- _Task brief_
Reproduce every one of the records below word for word, keeping each line unchanged.

[Records from a dataset]
= = = =
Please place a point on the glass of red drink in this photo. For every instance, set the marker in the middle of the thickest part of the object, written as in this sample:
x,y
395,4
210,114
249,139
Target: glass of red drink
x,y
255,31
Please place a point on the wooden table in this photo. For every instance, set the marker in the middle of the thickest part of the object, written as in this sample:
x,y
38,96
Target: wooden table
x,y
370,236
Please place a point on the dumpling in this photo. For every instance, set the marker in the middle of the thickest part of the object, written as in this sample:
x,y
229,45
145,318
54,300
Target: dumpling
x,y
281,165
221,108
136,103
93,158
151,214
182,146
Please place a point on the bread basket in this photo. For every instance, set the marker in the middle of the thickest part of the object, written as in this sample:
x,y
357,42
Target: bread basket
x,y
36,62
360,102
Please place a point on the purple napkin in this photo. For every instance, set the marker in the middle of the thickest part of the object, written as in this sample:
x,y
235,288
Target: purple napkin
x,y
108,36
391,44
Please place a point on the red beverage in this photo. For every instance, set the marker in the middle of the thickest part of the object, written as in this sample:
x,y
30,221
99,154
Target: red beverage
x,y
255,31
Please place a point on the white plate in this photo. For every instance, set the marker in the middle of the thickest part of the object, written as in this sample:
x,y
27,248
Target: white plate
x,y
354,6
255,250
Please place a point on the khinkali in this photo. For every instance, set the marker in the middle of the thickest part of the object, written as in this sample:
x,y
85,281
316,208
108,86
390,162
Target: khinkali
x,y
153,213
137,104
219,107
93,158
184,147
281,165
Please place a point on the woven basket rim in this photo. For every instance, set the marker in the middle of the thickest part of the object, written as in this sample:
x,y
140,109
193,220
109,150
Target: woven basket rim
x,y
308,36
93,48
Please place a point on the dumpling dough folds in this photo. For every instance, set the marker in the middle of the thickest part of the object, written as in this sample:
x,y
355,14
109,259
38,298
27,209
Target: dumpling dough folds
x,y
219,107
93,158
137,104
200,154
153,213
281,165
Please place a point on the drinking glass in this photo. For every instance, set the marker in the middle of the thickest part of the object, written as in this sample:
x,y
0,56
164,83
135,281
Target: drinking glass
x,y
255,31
= = = =
- _Result of the task_
Please place a point on the glass of red drink in this photo. For every instance, set the marker in the middle of the thickest part of the object, written as in this sample:
x,y
395,4
210,114
249,139
Target: glass of red drink
x,y
255,31
Please place a point on the wooden table in this photo. For every instance, set the marker in the middle of the thickest part of the object, written as in this sample:
x,y
38,96
Target: wooden table
x,y
370,236
Please place a point on the dumpling in this photo. For every instance, set the marker in the middle of the thickest part of the object, written as in this sample:
x,y
229,45
145,318
54,300
Target: dumpling
x,y
281,165
221,108
136,103
93,158
151,214
182,146
Please place a point on the bread basket in this photo. For every instance, set the marker in the middle of the thickest part of the object, written as in this sample:
x,y
357,42
Target: bread basket
x,y
36,62
360,102
Please place a point on the purple napkin in this photo. For every instance, set the marker in the middle of the thickest part of the object, written as in this sample:
x,y
235,288
Target: purple napkin
x,y
108,36
391,44
Please place a point on the red beverage in this photo. For every instance, set the marker in the middle of the thickest part of the object, written as in this sample:
x,y
30,221
99,154
Target: red beverage
x,y
255,31
Please place a point on the white plate in this photo. For every instance, set the marker in the middle of the thickest part of the object, written as in this sample:
x,y
27,248
Target: white plate
x,y
354,6
255,250
Please place a point on the khinkali in this photo. For every instance, set the marker in the middle of the thickest part of the object, written as in this sample:
x,y
85,281
316,208
108,86
390,162
Target: khinkali
x,y
153,213
137,104
219,107
93,158
184,147
281,165
Please place a point on the woven basket rim in this photo. For every instance, set the marker in the middle of the thickest part of the object, written as in this sample:
x,y
140,109
193,220
109,150
Target: woven basket rim
x,y
308,36
93,48
Please place a point on the dumpling dough folds in this photo. For every instance, set the marker in the middle of the thickest part of the object, written as in this sample:
x,y
355,14
109,259
38,298
27,209
Target: dumpling dough folds
x,y
219,107
93,158
137,104
200,154
153,213
281,165
Please place a point on the drinking glass in this photo. For every instance, set the marker in the middle of the thickest part of the object, written as in this sample:
x,y
0,56
164,83
135,281
Target: drinking glass
x,y
255,31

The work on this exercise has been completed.